§ Entries provided:

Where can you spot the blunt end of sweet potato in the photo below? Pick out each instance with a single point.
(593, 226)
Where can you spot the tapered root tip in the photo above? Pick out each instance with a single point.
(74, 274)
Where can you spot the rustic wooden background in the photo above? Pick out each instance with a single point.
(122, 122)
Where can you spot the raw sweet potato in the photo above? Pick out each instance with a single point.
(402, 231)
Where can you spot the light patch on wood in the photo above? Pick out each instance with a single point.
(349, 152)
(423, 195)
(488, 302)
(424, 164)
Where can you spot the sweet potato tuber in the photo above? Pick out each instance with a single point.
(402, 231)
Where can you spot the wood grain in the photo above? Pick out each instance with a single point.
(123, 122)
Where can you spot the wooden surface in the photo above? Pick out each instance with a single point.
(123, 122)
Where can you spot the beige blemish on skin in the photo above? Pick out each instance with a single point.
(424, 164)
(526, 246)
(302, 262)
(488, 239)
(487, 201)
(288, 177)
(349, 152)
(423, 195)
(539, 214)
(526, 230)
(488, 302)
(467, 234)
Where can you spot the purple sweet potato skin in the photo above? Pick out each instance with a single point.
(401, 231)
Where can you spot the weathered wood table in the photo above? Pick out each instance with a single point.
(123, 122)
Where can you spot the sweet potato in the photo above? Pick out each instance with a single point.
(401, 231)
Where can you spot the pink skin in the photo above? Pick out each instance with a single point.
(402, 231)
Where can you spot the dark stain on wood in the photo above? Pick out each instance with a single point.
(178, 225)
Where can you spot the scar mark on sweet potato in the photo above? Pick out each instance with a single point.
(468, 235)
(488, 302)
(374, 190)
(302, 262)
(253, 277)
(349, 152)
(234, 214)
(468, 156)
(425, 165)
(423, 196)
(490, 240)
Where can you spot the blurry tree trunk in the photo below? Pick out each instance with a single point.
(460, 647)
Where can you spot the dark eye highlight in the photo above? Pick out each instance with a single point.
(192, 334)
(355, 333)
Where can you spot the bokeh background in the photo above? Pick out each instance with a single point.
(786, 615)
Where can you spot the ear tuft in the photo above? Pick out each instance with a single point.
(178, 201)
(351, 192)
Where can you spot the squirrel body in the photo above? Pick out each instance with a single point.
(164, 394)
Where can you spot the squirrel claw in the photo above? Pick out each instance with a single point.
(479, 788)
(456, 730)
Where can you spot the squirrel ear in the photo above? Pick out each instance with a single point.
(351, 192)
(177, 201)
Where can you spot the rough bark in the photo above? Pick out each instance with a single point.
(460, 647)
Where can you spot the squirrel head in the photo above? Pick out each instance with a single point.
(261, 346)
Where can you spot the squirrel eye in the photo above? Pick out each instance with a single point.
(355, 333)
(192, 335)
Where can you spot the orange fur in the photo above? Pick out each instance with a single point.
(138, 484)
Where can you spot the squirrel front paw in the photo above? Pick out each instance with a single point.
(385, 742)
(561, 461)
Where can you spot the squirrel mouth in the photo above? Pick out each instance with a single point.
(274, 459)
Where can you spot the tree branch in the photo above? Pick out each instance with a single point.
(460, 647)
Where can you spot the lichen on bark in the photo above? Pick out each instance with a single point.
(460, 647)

§ Problem requirements: Recast all of the data above as a numbered list, with one entry per line and no blank lines.

§ Response for this exercise:
1. Where can you spot the blunt end of sweet potato in the photo below? Pick out each instance with a single point.
2. (593, 226)
3. Where can you spot the tapered root tip in the photo above? Pick out each instance with a single point.
4. (74, 274)
5. Where can you spot the rustic wooden background in the photo above? Pick out each instance with a single point.
6. (122, 122)
7. Where can you spot the raw sweet potato in the photo above? Pick out each instance with a single point.
8. (402, 231)
9. Where can you spot the light patch on wood in the photo above? Pick out each instance with a single point.
10. (349, 152)
11. (423, 195)
12. (488, 302)
13. (424, 164)
14. Where can you spot the sweet potato tuber in the photo above? Pick out each instance with a single point.
15. (402, 231)
16. Where can you spot the wood grain in the photo above? Pick out each instance with a single point.
17. (123, 122)
18. Where can you spot the wooden surface in the photo above? Pick out each instance with a single point.
19. (123, 122)
20. Where can you spot the beige blemish on skin in the photo above? Pick out each instance with a single point.
21. (424, 164)
22. (526, 246)
23. (302, 262)
24. (488, 239)
25. (487, 201)
26. (288, 177)
27. (349, 152)
28. (423, 195)
29. (539, 214)
30. (526, 230)
31. (488, 302)
32. (467, 234)
33. Where can you spot the purple sweet potato skin in the photo above? Pick out each instance with a single point.
34. (401, 231)
35. Where can you spot the weathered wood table in the photo above? Pick out each instance with a single point.
36. (123, 122)
37. Where can you spot the sweet potato in the photo above? Pick out each instance with a single point.
38. (401, 231)
39. Where can you spot the pink skin in the photo above? Pick out each instance with a single point.
40. (402, 231)
41. Where can you spot the dark stain on wood in the photo above? Pick out each instance with a single point.
42. (178, 225)
43. Where can you spot the scar mark on sweet potato in the photo above? Pick out each instance with a single point.
44. (468, 235)
45. (488, 302)
46. (374, 190)
47. (302, 262)
48. (253, 277)
49. (349, 152)
50. (234, 214)
51. (468, 156)
52. (425, 165)
53. (423, 196)
54. (490, 240)
55. Where can you spot the blurry tree trunk in the photo below? Pick out each instance with a single point.
56. (460, 647)
57. Where can you spot the dark eye highlight in the photo above? Pick out each instance with a single point.
58. (192, 334)
59. (355, 333)
60. Where can you spot the bokeh background in the photo above? Pick out each instance with a single point.
61. (786, 615)
62. Where can you spot the ear tuft in the photo above? Pick out each instance with a single point.
63. (178, 201)
64. (351, 192)
65. Where can you spot the squirrel body in the photo above? Pick out each instance with a single point.
66. (164, 394)
67. Where can you spot the squirrel claw in the photo above? Pick out each instance with a single point.
68. (479, 788)
69. (456, 730)
70. Where can you spot the squirrel ear in the photo above? Pick out each instance with a single point.
71. (351, 192)
72. (177, 201)
73. Where can you spot the rough bark in the photo above? Pick out each instance with a single point.
74. (460, 647)
75. Where can you spot the squirrel head in the photo above? Pick out each instance with a single point.
76. (261, 346)
77. Where can you spot the squirrel eye in the photo above? Pick out each instance with a single point.
78. (355, 333)
79. (192, 335)
80. Where can you spot the orange fur in the photo above? Pick out each instance with a single point.
81. (138, 484)
82. Where can you spot the squirrel front paw in the photo above? Pick out each instance with a single point.
83. (385, 742)
84. (561, 461)
85. Where can you spot the squirrel mouth in the photo above? Pick out each instance with a single point.
86. (274, 459)
87. Where can you spot the tree branch in the photo above? Pick out each instance with a single point.
88. (460, 647)
89. Where can you spot the lichen on bark in the photo above? Pick out each instance with a single point.
90. (460, 647)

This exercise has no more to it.